→ Exercise objective
Reproduce the LeetCode problem statement below word for word, with no changes.

— BEGIN Given passage —

LeetCode in Kotlin
1365. How Many Numbers Are Smaller Than the Current Number
Easy
Given the array nums, for each nums[i] find out how many numbers in the array are smaller than it. That is, for each nums[i] you have to count the number of valid j's such that j != i and nums[j] < nums[i].
Return the answer in an array.
Example 1:
Input: nums = [8,1,2,2,3]
Output: [4,0,1,1,3]
Explanation:
For nums[0]=8 there exist four smaller numbers than it (1, 2, 2 and 3).
For nums[1]=1 does not exist any smaller number than it.
For nums[2]=2 there exist one smaller number than it (1).
For nums[3]=2 there exist one smaller number than it (1).
For nums[4]=3 there exist three smaller numbers than it (1, 2 and 2).

— END Given passage —
— BEGIN Recorded data —

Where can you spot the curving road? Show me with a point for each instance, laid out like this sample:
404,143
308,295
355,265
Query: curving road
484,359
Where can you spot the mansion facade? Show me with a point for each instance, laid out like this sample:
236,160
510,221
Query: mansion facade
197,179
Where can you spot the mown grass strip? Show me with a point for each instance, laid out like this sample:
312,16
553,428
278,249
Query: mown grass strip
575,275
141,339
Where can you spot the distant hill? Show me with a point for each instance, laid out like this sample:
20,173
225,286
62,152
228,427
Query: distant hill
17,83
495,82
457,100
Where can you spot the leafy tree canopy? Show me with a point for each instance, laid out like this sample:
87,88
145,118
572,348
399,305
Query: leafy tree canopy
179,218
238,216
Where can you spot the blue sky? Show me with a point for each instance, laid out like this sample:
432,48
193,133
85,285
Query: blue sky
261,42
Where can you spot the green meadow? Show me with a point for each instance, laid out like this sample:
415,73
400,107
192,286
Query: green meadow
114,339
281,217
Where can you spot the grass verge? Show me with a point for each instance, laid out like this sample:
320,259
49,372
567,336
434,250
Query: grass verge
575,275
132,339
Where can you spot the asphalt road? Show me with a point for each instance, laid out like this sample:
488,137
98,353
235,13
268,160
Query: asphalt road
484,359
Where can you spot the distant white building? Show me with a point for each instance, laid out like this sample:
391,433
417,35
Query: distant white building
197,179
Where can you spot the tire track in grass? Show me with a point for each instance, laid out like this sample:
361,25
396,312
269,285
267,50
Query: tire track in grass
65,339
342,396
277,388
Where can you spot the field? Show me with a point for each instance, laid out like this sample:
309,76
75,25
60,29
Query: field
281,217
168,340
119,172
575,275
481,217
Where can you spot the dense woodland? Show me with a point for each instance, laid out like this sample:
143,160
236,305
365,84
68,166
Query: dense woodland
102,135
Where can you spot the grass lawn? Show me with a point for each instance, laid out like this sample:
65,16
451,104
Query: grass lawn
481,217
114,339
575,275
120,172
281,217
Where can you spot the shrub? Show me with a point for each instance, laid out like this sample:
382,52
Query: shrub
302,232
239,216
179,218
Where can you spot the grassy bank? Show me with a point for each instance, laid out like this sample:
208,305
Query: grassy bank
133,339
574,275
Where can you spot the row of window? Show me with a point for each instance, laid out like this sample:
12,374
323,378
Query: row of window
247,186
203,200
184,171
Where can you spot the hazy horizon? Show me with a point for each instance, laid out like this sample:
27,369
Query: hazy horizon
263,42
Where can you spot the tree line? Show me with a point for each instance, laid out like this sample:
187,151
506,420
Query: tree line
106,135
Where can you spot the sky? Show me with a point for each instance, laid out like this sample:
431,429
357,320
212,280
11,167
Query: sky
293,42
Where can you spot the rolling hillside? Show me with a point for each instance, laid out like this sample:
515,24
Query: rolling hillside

— END Recorded data —

→ Output for this task
LeetCode in Kotlin
1365. How Many Numbers Are Smaller Than the Current Number
Easy
Given the array nums, for each nums[i] find out how many numbers in the array are smaller than it. That is, for each nums[i] you have to count the number of valid j's such that j != i and nums[j] < nums[i].
Return the answer in an array.
Example 1:
Input: nums = [8,1,2,2,3]
Output: [4,0,1,1,3]
Explanation:
For nums[0]=8 there exist four smaller numbers than it (1, 2, 2 and 3).
For nums[1]=1 does not exist any smaller number than it.
For nums[2]=2 there exist one smaller number than it (1).
For nums[3]=2 there exist one smaller number than it (1).
For nums[4]=3 there exist three smaller numbers than it (1, 2 and 2).